• Written task 1
From the passage on refugee camps, reproduce the stretch from "Many refugees are" through "to new realities.".

• Extract provided
━━━━━━━━━━━━━━━━━━━━

Many refugees are overwhelmed by a lack of prospects and a sense of suspension in temporariness. And it still lingers... Once an Australian carpenter, the son of emigrants from Poland who spent the first years after the war in a tin quasi-dormitory in a refugee camp7 in Western Australia, told me, "At the end of the day, it was not the war and the journey, but living for years with other unfortunates in the middle of nowhere that sucked the strength out of my parents, day after day." Suspension can turn anyone's life into a living hell: the elderly, for whom the entire world built with difficulty has fallen to ruin, and the younger, as they eagerly await a return to the world of work and development. Children living in the camps grow up in a bubble, know no other life, and later often have trouble adjusting to new realities.

Schools, sanitation facilities, also psychological assistance, places of worship, administrative offices and police headquarters are set up in the camps to prosecute all sorts of criminals, who are not difficult to find here. Non-governmental organizations are taking care of sports grounds and various forms of adult education. One of the more interesting initiatives is teaching entrepreneurship and aiming to slowly turn the camps into cities. The idea is that, over time, refugees will cease to be people in need of constant assistance and become landowners on which they will put up real homes and start businesses. The future of refugees is a challenge for the whole world, especially the wealthier countries. Their admission and integration are in the interest of Europe's aging societies, including Poland, as our country is at the forefront of Europe's aging societies. Unfortunately, in many countries populist politicians are playing with the refugee crisis to instill fear and support among naive voters. They don't want to remember that not so long ago Europeans were fleeing to Palestine, Iran or India from the turmoil of World War II.

━━━━━━━━━━━━━━━━━━━━

(Dataset rows showing where objects appear)
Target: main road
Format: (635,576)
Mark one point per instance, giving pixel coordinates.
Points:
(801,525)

━━━━━━━━━━━━━━━━━━━━

• Written task 2
Render the dataset entries above as a JSON list of strings, one string per line, omitting blank lines.

• Solution 1
Many refugees are overwhelmed by a lack of prospects and a sense of suspension in temporariness. And it still lingers... Once an Australian carpenter, the son of emigrants from Poland who spent the first years after the war in a tin quasi-dormitory in a refugee camp7 in Western Australia, told me, "At the end of the day, it was not the war and the journey, but living for years with other unfortunates in the middle of nowhere that sucked the strength out of my parents, day after day." Suspension can turn anyone's life into a living hell: the elderly, for whom the entire world built with difficulty has fallen to ruin, and the younger, as they eagerly await a return to the world of work and development. Children living in the camps grow up in a bubble, know no other life, and later often have trouble adjusting to new realities.

• Solution 2
[
  "Target: main road",
  "Format: (635,576)",
  "Mark one point per instance, giving pixel coordinates.",
  "Points:",
  "(801,525)"
]